* [THE REQUEST]:
Change "share" to "provide" in the data from the line with "detect the shadow" through the end of the data, and give those lines again with nothing else altered.

* [SUPPLIED DATA]:
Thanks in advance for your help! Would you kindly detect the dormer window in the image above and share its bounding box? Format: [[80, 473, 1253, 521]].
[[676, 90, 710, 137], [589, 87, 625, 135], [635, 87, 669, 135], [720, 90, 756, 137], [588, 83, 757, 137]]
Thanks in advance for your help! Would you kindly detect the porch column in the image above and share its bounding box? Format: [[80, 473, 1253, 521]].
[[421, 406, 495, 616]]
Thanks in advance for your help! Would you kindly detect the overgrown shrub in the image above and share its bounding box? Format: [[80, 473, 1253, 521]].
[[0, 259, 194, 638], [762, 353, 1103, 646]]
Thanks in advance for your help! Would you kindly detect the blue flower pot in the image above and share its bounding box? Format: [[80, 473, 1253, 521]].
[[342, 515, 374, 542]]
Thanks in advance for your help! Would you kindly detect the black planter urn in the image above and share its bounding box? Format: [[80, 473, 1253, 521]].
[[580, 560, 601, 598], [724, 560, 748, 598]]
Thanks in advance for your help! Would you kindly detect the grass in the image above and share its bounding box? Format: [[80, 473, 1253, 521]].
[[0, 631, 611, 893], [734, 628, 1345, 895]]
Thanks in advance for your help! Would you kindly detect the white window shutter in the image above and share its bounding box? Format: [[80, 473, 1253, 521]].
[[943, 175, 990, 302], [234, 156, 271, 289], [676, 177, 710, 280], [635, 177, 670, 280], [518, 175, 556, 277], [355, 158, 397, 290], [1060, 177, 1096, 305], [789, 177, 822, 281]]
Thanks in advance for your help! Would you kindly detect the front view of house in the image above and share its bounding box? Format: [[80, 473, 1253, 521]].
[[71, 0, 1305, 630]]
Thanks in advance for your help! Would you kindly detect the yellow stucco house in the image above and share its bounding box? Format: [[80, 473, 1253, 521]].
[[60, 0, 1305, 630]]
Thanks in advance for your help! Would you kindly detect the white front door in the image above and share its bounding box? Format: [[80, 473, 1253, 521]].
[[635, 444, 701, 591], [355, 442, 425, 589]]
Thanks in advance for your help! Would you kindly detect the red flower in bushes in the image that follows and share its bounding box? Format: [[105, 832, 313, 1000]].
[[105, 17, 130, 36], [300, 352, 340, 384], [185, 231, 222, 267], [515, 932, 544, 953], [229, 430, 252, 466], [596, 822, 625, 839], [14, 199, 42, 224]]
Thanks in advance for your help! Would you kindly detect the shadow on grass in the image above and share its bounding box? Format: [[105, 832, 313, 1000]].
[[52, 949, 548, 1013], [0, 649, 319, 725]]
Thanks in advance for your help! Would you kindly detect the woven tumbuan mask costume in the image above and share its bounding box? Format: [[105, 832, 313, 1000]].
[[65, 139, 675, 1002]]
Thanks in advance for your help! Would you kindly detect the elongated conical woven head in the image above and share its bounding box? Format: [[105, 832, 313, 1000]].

* [SOLVED PROBLEM]:
Thanks in advance for your help! Would you kindly detect the shadow on grass in the image above and provide its bounding box? Format: [[105, 832, 313, 1000]].
[[52, 949, 548, 1013], [0, 649, 319, 725]]
Thanks in advance for your help! Would you kindly detect the woven tumbuan mask costume in the image above and provide its bounding box? Format: [[105, 832, 313, 1000]].
[[65, 139, 675, 1002]]
Thanks in advance for your help! Would you kindly detect the elongated conical woven head in the image above and provide its bounding box? Format: [[105, 832, 313, 1000]].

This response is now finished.